EXCERPT:
The 125 refugees arrived in Paris, from the chilean capital, Santiago, on the 27 and 28 of January. They had sought refuge at the French Embassy in Santiago after the military coup of II September last year.
The group included about 30 non-Chileans -- most of them from other parts of Latin America -- and about the same number of children.
Since their arrival, the refugees have been accommodated at seventeen centres throughout France. They have been receiving 47 francs (about four pounds sterling) a day from the French Government. Various religious organisations have been helping them to find permanent accommodation and to learn French.
France was among the first countries to recognise Chile's new military regime.
SYNOPSIS: At the town of Chamerolles in central France, dozens of refugees from Chile have started a new life with the help of the French government and religious welfare organisations. One hundred and twenty five refugees arrived at Orly Airport at the end of last month. They had sought refuge at the french Embassy in the Chilean capital, Santiago, after the military coup in September last year.
Since they arrived in France, the refugees have been accommodated at seventeen centres throughout the country. The group included about thirty non-Chileans -- mostly from other Latin American countries -- and about the same number of children. They'vs been living in temporary accommodation, while welfare organisations try to find them work and housing.
One of the major obstacles for the refugees is learning a new language. Both adults and children are being sent to schools each day. The French government has been paying each adult four pounds a day until they can find work. Most of the refugees arrived with no money and no possessions.
France is expected to accept more refugees from Chile in the next few weeks. More than two hundred people sought refuge at the French Embassy in Santiago. But some of them had not been granted safe conduct passes by the new military regime, and were under investigation for possible criminal offences. The refugees in France are among more than two thousand who have left Chile since the coup. The United Nations High Commission for Refugees has been looking after about one hundred and fifty people who have not been accepted by any country.

EXTRACTED INFORMATION:
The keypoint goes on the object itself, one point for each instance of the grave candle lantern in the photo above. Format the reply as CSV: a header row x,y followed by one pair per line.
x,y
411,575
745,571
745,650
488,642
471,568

SHORT EXERCISE 1:
Retype the report on the Chilean refugees word for word, from "Since their arrival, the" to "in September last year.".
SHORT EXERCISE 2:
Answer these questions from the report on the Chilean refugees:
(a) How much did the French Government give the refugees each day?
(b) How many centres in France housed the refugees?
(c) Which body has been caring for about one hundred and fifty people whom no country has accepted?

FINISHED ANSWER 1:
Since their arrival, the refugees have been accommodated at seventeen centres throughout France. They have been receiving 47 francs (about four pounds sterling) a day from the French Government. Various religious organisations have been helping them to find permanent accommodation and to learn French.
France was among the first countries to recognise Chile's new military regime.
SYNOPSIS: At the town of Chamerolles in central France, dozens of refugees from Chile have started a new life with the help of the French government and religious welfare organisations. One hundred and twenty five refugees arrived at Orly Airport at the end of last month. They had sought refuge at the french Embassy in the Chilean capital, Santiago, after the military coup in September last year.

FINISHED ANSWER 2:
(a) 47 francs, about four pounds sterling
(b) Seventeen
(c) The United Nations High Commission for Refugees